Exercise prompt: Your task is to transcribe the records exactly, skipping every image.

Record set:
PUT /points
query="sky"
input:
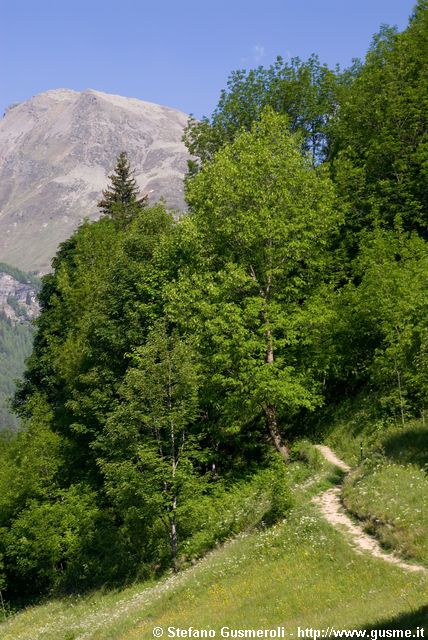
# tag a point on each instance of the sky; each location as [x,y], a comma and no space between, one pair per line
[177,53]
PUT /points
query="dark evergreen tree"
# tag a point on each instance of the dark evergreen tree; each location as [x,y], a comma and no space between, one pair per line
[122,198]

Full answer:
PUT /points
query="sky"
input:
# tag a point on each instance of the sky; each location as [x,y], a comma and no space between, one pair per line
[177,53]
PUT /points
query="dark evergreen tree"
# tag a point on each instance of the dark evergreen tree; each location as [x,y], a comma and no space between, one pair per line
[122,198]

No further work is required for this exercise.